Goal: Each entry below should be reproduced character for character.

Data:
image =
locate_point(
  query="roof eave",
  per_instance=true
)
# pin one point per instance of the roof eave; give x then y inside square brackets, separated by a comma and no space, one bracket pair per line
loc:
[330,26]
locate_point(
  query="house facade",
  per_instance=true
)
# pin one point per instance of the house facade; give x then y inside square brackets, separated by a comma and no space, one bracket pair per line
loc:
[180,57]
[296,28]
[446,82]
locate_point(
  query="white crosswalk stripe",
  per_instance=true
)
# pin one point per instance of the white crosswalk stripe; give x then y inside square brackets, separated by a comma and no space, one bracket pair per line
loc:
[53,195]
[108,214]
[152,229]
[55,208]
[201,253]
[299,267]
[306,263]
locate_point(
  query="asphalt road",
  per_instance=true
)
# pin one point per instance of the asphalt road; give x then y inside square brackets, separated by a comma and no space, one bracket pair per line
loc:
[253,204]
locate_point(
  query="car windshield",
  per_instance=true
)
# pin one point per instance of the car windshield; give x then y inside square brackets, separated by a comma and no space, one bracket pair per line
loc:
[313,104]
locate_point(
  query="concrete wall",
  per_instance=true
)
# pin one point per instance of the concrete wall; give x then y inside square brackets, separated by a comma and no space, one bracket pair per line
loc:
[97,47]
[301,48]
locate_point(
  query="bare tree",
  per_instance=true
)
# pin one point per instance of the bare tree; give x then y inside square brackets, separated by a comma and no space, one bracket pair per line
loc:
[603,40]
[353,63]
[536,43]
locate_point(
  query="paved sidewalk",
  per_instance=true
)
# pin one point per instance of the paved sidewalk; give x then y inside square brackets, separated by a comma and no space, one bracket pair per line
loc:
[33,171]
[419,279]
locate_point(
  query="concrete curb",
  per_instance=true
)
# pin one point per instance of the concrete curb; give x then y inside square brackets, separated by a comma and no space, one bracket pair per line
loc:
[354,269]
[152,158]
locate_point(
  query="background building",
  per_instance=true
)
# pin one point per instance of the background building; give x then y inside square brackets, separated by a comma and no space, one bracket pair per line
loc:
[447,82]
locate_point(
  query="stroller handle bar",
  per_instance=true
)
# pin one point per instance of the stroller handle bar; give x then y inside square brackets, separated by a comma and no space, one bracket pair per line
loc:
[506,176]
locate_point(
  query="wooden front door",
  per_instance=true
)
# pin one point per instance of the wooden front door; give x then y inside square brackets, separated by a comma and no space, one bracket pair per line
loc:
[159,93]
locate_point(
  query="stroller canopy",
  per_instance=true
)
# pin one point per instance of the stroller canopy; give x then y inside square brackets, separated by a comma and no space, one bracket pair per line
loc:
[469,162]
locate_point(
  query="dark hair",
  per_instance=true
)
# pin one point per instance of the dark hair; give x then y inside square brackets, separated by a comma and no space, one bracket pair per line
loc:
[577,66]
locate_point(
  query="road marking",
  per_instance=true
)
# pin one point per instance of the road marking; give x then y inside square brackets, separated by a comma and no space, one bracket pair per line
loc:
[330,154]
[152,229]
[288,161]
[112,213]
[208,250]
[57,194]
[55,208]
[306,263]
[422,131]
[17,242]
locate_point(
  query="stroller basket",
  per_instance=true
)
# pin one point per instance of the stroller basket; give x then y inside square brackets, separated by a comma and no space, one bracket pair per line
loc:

Solved problem:
image =
locate_point(
  query="roof eave",
  per_instance=true
)
# pin one point per instance of the roof eave; give x then y inside square brackets, separated by a comma and no space, one bracket pair per line
loc:
[330,26]
locate_point(
  query="house facade",
  per_instance=true
)
# pin one point per instance of the house facade; give x then y inside square brackets, separated by a comma and no space, one bracket pair per line
loc:
[180,57]
[296,28]
[446,82]
locate_point(
  query="white crosswalk stripe",
  per_instance=true
)
# pin one point per instance of the white crosswalk stripe; give x then y inside square brackets, separated by a comma and no space, one bracket pair per line
loc:
[53,195]
[108,214]
[152,229]
[55,208]
[201,253]
[299,267]
[306,263]
locate_point(
  query="asphalt road",
  per_instance=true
)
# pin one point per instance of the asphalt road; give x then y inside square brackets, separated by a comma and no space, one bracket pair per line
loc:
[253,204]
locate_point(
  query="car windshield",
  per_instance=true
)
# pin one point per instance of the car windshield; give x then y inside square brackets, separated by a comma and no space, one bracket pair per line
loc:
[313,104]
locate_point(
  query="concrete wall",
  per_instance=true
)
# pin one point per instance of the concrete wall; give x then y inside square brackets, separated by a comma and no space, one bracket pair per line
loc:
[97,47]
[301,48]
locate_point(
  query="bare tree",
  per_instance=true
)
# pin one point per instance of the bare tree; give x then y inside square brackets, separated by a comma and no space, one bracket pair per line
loc:
[603,40]
[353,63]
[536,43]
locate_point(
  query="paved sidewalk",
  per_instance=true
)
# pin one point per instance of the paved sidewalk; give x then y inside square brackets, separated by a comma and no space, one bracket pair per line
loc:
[33,171]
[419,279]
locate_point(
  query="concrete curb",
  per_instance=true
)
# pin one point per instance of the concrete curb; give x then y inside square brackets, separated by a comma and no space, one bracket pair per line
loc:
[354,269]
[152,158]
locate_point(
  query="background building",
  per_instance=true
)
# pin one point per instance of the background building; give x then y inside square brackets, separated by a comma and no space, one bracket pair per line
loc:
[447,82]
locate_point(
  query="stroller handle bar",
  per_instance=true
)
# pin one point per instance of the stroller handle bar; give x then y inside square brackets, separated by a comma and no space, one bracket pair per line
loc:
[506,176]
locate_point(
  query="wooden front door",
  per_instance=true
)
# pin one point per instance of the wooden front door; give x then y inside square brackets, separated by a comma and no space, one bracket pair per line
loc:
[159,93]
locate_point(
  query="stroller canopy",
  per_instance=true
)
# pin one point per instance of the stroller canopy; give x then y inside square brackets, separated by a comma and no space, one bracket pair per line
loc:
[469,162]
locate_point(
  query="dark hair",
  per_instance=true
)
# pin one point per instance of the dark hair; give x then y inside square brackets, separated by a comma and no space, one bracket pair per line
loc:
[577,66]
locate_point(
  query="road marking",
  per_instance=true
)
# pin one point per instance of the road marking; give x then y inside square brackets, separated by a comma and no space, one bracket pair per line
loc:
[330,154]
[152,229]
[288,161]
[112,213]
[208,250]
[57,194]
[55,208]
[306,263]
[422,131]
[17,242]
locate_point(
  query="stroller basket",
  per_instance=true
)
# pin one point per instance of the stroller basket; give x then y inside square brackets, separated by a comma and no space, one bracket pair per line
loc:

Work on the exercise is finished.